* _Obiettivo A_
Per favore, estrai per intero il brano qui sotto sul patrimonio immobiliare del Gruppo Cdp, senza cambiare nulla.

Il Gruppo Cassa depositi e prestiti (Cdp) gestisce attraverso le proprie società specializzate nel real estate un patrimonio immobiliare distribuito sul territorio italiano la cui superfice supera i 2 milioni di metri quadrati. Gli immobili, localizzati nei principali capoluoghi, sono interessati attualmente da un percorso di valorizzazione che il Gruppo Cdp porta avanti in coordinamento con le municipalità interessate: si tratta di immobili o aree di provenienza militare o civile, di grandi dimensioni, che una volta rifunzionalizzati sono destinati in alcuni casi a cambiare in modo sostanziale la distribuzione delle varie funzioni urbane a Milano, Roma, Torino, Firenze, Bologna, Venezia, ecc.
Gli immobili in portafoglio costituiscono talvolta oggetti d’importanza culturale, dunque non solo edifici di grande pregio ma anche di notevole rilevanza storico-architettonica: gli interventi di restauro, conservazione e valorizzazione che su iniziativa del Gruppo Cdp vengono realizzati in tali edifici sono volti alla rifunzionalizzazione nel rispetto delle specificità di ciascun manufatto e del relativo contesto, nell’intento di restituire la necessaria vitalità a brani urbani spenti o degradati, recuperando l’architettura come prodotto complesso e diacronico, “che incorpora norme, esigenze, tecnologie, gusto estetico e continua ad essere usata e trasformata” nel pieno rispetto dei contenuti del nuovo Codice dei Beni Culturali e del Paesaggio che, in attuazione dell’art. 9 della Costituzione conferma il principio (art.1) che “La Repubblica tutela e valorizza il patrimonio culturale” e che tutti i soggetti attivi, pubblici e privati, “sono tenuti a garantirne la conservazione, la fruizione e la valorizzazione” (art. 3-5).

* _Obiettivo B_
Individua nelle voci qui sotto ogni riga che contiene la parola "leaf" e copiala. Le maiuscole e le minuscole contano.

* _Voci del compito_
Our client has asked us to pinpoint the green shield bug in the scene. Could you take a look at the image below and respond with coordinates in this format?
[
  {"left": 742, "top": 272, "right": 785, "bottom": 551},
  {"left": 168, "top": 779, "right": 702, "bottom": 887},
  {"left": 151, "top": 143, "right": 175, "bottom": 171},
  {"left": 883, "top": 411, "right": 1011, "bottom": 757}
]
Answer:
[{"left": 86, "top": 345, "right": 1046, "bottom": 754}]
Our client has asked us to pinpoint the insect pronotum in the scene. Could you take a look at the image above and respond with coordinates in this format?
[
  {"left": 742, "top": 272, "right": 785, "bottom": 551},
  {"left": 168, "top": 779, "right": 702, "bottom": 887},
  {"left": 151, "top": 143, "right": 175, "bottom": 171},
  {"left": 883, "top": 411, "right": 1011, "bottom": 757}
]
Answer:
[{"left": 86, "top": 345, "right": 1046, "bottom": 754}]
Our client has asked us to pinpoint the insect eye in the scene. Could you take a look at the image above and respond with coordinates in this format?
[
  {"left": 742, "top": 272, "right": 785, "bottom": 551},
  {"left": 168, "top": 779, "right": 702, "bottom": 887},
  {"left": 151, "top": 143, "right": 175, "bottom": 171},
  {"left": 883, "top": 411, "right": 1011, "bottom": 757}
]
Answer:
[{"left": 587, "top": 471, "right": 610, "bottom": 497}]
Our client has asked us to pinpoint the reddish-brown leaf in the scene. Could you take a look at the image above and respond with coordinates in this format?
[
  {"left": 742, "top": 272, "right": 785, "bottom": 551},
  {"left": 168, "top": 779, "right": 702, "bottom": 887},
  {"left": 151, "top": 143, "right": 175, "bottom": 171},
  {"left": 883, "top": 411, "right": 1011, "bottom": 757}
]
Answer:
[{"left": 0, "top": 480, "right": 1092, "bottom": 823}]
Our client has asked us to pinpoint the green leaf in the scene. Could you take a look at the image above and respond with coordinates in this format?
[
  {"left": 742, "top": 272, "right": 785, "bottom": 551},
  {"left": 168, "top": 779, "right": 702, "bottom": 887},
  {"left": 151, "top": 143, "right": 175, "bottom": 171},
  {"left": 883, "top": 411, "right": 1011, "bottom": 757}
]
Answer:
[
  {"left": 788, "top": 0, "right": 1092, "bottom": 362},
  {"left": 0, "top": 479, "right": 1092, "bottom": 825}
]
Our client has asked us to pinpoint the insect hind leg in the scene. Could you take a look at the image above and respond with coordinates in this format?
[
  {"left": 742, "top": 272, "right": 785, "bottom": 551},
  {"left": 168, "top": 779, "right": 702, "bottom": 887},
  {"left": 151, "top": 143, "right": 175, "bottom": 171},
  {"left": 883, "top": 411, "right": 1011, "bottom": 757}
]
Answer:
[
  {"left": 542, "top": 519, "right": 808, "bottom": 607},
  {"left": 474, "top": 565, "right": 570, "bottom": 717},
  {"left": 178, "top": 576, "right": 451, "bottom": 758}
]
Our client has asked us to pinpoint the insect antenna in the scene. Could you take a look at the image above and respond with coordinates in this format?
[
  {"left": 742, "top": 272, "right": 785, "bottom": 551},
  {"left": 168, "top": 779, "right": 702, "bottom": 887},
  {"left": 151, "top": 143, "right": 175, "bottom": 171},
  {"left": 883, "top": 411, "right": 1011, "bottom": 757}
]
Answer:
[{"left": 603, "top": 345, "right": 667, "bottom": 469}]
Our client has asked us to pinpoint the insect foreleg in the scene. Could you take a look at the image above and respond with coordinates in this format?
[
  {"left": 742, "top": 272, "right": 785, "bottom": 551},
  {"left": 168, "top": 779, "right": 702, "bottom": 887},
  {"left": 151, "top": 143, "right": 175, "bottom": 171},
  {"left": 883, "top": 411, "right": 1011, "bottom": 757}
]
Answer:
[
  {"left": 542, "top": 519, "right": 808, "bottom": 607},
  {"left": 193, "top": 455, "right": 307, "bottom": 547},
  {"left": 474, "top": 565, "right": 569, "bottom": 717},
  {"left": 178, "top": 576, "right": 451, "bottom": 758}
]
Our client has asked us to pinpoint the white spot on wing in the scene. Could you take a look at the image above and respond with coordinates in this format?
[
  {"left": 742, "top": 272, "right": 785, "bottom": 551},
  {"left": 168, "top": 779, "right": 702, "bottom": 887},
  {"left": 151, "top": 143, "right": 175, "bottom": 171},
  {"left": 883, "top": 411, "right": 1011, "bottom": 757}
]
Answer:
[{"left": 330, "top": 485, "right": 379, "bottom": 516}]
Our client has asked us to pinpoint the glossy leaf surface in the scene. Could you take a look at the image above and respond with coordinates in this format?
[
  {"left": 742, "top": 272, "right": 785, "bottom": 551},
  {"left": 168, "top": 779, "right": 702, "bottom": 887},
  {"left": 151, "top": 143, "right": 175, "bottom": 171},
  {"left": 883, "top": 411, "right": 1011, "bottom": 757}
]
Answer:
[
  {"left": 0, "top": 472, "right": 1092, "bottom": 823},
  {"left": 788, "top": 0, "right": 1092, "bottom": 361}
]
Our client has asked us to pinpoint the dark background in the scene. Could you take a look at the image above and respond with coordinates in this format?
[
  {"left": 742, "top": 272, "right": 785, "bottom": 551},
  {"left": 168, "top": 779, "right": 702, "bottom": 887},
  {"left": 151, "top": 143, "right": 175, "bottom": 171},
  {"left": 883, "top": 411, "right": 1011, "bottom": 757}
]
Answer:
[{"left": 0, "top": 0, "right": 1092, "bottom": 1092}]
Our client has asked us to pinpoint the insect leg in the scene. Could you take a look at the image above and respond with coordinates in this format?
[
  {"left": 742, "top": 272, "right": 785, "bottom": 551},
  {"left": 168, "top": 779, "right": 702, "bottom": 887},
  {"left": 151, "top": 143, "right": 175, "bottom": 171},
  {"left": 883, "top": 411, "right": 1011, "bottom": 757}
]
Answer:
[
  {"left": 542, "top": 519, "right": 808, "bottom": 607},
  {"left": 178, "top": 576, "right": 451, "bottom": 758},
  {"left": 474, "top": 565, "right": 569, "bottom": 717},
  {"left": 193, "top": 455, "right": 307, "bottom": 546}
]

* _Risposta scritta A_
Il Gruppo Cassa depositi e prestiti (Cdp) gestisce attraverso le proprie società specializzate nel real estate un patrimonio immobiliare distribuito sul territorio italiano la cui superfice supera i 2 milioni di metri quadrati. Gli immobili, localizzati nei principali capoluoghi, sono interessati attualmente da un percorso di valorizzazione che il Gruppo Cdp porta avanti in coordinamento con le municipalità interessate: si tratta di immobili o aree di provenienza militare o civile, di grandi dimensioni, che una volta rifunzionalizzati sono destinati in alcuni casi a cambiare in modo sostanziale la distribuzione delle varie funzioni urbane a Milano, Roma, Torino, Firenze, Bologna, Venezia, ecc.
Gli immobili in portafoglio costituiscono talvolta oggetti d’importanza culturale, dunque non solo edifici di grande pregio ma anche di notevole rilevanza storico-architettonica: gli interventi di restauro, conservazione e valorizzazione che su iniziativa del Gruppo Cdp vengono realizzati in tali edifici sono volti alla rifunzionalizzazione nel rispetto delle specificità di ciascun manufatto e del relativo contesto, nell’intento di restituire la necessaria vitalità a brani urbani spenti o degradati, recuperando l’architettura come prodotto complesso e diacronico, “che incorpora norme, esigenze, tecnologie, gusto estetico e continua ad essere usata e trasformata” nel pieno rispetto dei contenuti del nuovo Codice dei Beni Culturali e del Paesaggio che, in attuazione dell’art. 9 della Costituzione conferma il principio (art.1) che “La Repubblica tutela e valorizza il patrimonio culturale” e che tutti i soggetti attivi, pubblici e privati, “sono tenuti a garantirne la conservazione, la fruizione e la valorizzazione” (art. 3-5).

* _Risposta scritta B_
Our client has asked us to pinpoint the reddish-brown leaf in the scene. Could you take a look at the image above and respond with coordinates in this format?
Our client has asked us to pinpoint the green leaf in the scene. Could you take a look at the image above and respond with coordinates in this format?
Our client has asked us to pinpoint the glossy leaf surface in the scene. Could you take a look at the image above and respond with coordinates in this format?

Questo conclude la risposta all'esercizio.